For instance, stewardship is the work of supervising or taking care of something or someone. In stewardship, safety and helpfulness coincide for good, though the term implies hierarchy. We’d have an easier time thinking of adults as stewards of children than children as stewards of adults.
Accompaniment is a form of companionship through difficulty, also for good. It’s safety enacted through consistency, and helpfulness through gentle proximity rather than energetic performance. Hierarchy is unlikely here.
Safety and helpfulness can also overlap in ways that are not so categorically good. For instance, compliance is adherence to rules and regulations, often under threat of negative consequences for refusal. Some compliance is good — buckle your seatbelts, please — but unequal conditions of power make it corruptible. Helpfulness can become a checkbox, a way of staying out of trouble.
Then there is fawning: seeking approval by way of flattery, often in conditions where pushing back risks danger. The term carries connotations of a response to trauma or conflict, where helpfulness becomes a sympathetic, even subconscious attempt to ensure safety from harm.
This taxonomy matters because the Constitution often commends both safety and helpfulness (they are core values #1 and #4, respectively), and thus it may benefit from additional reflection on the constructive (and potentially destructive) ways these two commitments can overlap.
More importantly, it illuminates fawning as a kind of safe and helpful behavior amid unequal conditions of power. In this light, fawning becomes a heightened risk for Claude potentially because of, rather than in spite of, Claude’s Constitution.

Stored entries
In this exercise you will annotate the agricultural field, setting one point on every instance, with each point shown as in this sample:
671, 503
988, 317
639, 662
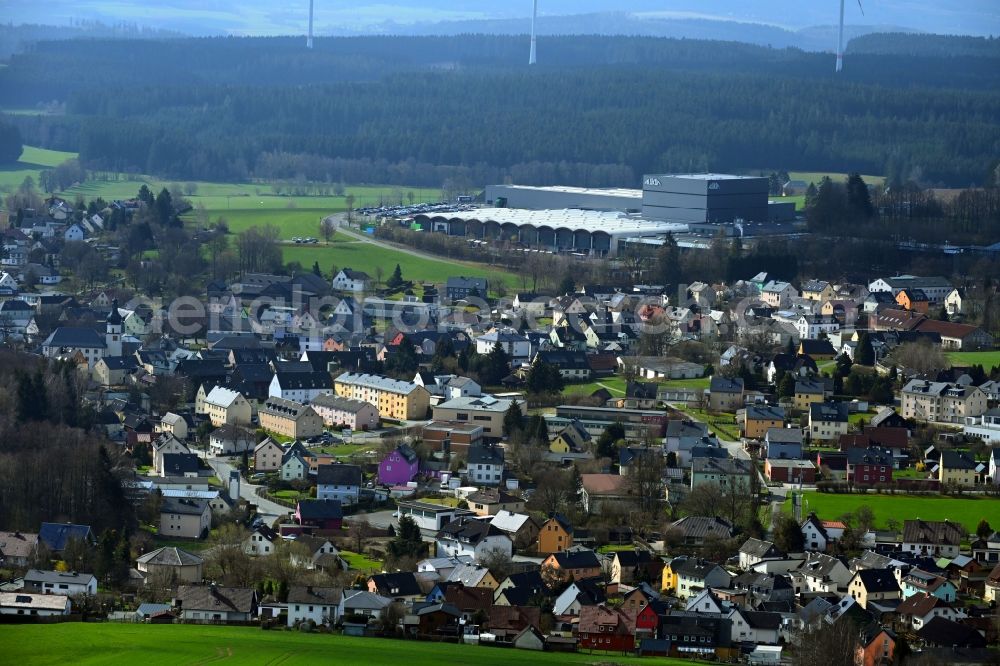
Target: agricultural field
151, 645
33, 160
968, 511
986, 359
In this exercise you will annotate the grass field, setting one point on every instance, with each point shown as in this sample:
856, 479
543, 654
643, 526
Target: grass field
75, 643
360, 562
32, 161
901, 507
986, 359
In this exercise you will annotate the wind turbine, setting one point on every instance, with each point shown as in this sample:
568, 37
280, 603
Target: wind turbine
840, 35
309, 37
534, 17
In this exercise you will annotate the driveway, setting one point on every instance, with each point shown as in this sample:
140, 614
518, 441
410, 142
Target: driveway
266, 509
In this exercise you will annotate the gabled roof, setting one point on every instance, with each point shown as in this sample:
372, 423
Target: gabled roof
339, 475
933, 532
56, 535
170, 556
211, 597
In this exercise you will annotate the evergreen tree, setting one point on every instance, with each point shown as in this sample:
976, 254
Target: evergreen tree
567, 285
607, 443
865, 353
859, 201
513, 419
396, 279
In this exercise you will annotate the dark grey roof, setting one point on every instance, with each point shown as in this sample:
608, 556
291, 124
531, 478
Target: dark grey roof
339, 475
183, 505
75, 337
828, 411
485, 455
210, 597
321, 596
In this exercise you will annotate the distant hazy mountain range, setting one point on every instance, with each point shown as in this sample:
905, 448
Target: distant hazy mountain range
779, 23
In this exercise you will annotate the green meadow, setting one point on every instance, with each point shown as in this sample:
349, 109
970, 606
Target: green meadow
968, 511
152, 645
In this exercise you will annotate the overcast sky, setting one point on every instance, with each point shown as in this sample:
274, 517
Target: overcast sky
979, 17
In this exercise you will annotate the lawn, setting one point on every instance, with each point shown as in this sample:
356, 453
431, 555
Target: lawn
109, 643
360, 562
968, 511
346, 252
986, 359
32, 161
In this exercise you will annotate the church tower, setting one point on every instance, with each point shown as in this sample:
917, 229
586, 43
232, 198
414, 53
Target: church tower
113, 337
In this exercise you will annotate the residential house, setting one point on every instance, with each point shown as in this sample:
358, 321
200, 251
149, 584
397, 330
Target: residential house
397, 400
172, 564
827, 420
918, 581
290, 419
784, 470
555, 535
339, 482
212, 603
267, 456
184, 518
601, 492
35, 605
485, 411
957, 468
694, 530
942, 402
485, 465
808, 391
605, 628
783, 443
490, 501
224, 406
877, 645
320, 605
522, 529
819, 535
300, 386
55, 536
729, 473
17, 549
725, 394
821, 573
458, 288
754, 551
936, 538
916, 610
874, 585
322, 514
778, 294
60, 582
576, 564
351, 280
759, 419
340, 412
694, 575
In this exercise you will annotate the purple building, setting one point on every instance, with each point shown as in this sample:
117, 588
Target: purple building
399, 467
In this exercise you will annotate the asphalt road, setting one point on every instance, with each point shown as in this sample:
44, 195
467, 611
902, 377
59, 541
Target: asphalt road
266, 509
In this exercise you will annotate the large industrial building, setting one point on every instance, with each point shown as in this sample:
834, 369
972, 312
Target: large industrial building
601, 221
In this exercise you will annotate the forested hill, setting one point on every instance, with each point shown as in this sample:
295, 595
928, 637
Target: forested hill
610, 108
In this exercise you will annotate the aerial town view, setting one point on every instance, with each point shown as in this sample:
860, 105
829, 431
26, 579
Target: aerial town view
437, 332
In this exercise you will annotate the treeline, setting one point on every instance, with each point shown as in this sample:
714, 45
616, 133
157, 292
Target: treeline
913, 44
526, 123
53, 466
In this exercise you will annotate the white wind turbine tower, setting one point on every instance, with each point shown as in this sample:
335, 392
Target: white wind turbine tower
534, 17
840, 35
309, 37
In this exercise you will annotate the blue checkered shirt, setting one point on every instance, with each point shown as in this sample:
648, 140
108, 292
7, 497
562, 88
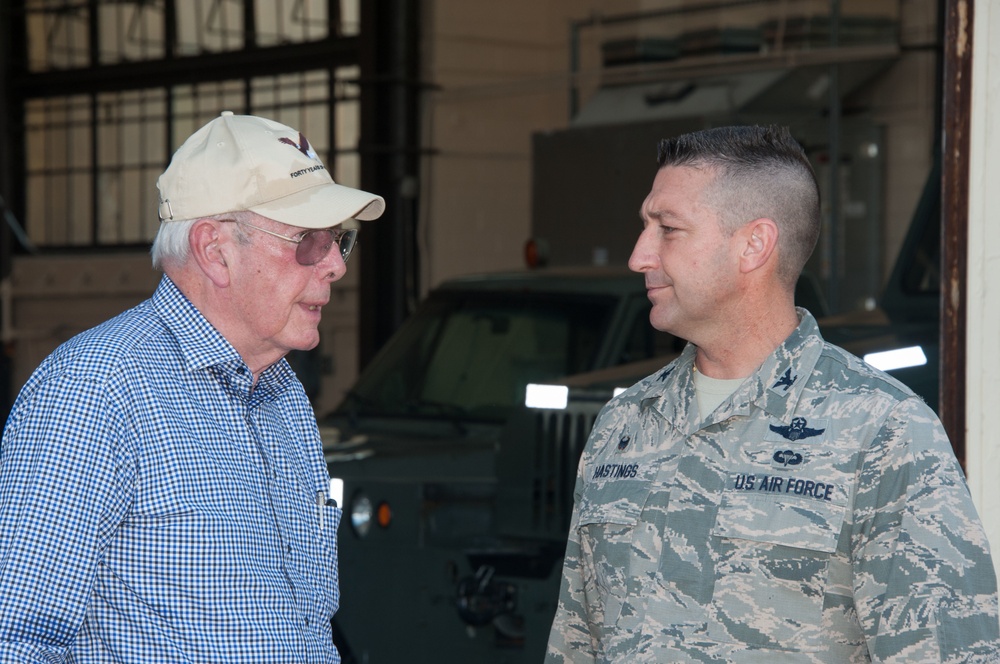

__Description of the task__
Can you update the text on safety and helpfulness, starting at the words "Accompaniment is a" and stopping after "safety from harm.", so that "obedience" stands wherever "compliance" appears?

__Written solution__
Accompaniment is a form of companionship through difficulty, also for good. It’s safety enacted through consistency, and helpfulness through gentle proximity rather than energetic performance. Hierarchy is unlikely here.
Safety and helpfulness can also overlap in ways that are not so categorically good. For instance, obedience is adherence to rules and regulations, often under threat of negative consequences for refusal. Some obedience is good — buckle your seatbelts, please — but unequal conditions of power make it corruptible. Helpfulness can become a checkbox, a way of staying out of trouble.
Then there is fawning: seeking approval by way of flattery, often in conditions where pushing back risks danger. The term carries connotations of a response to trauma or conflict, where helpfulness becomes a sympathetic, even subconscious attempt to ensure safety from harm.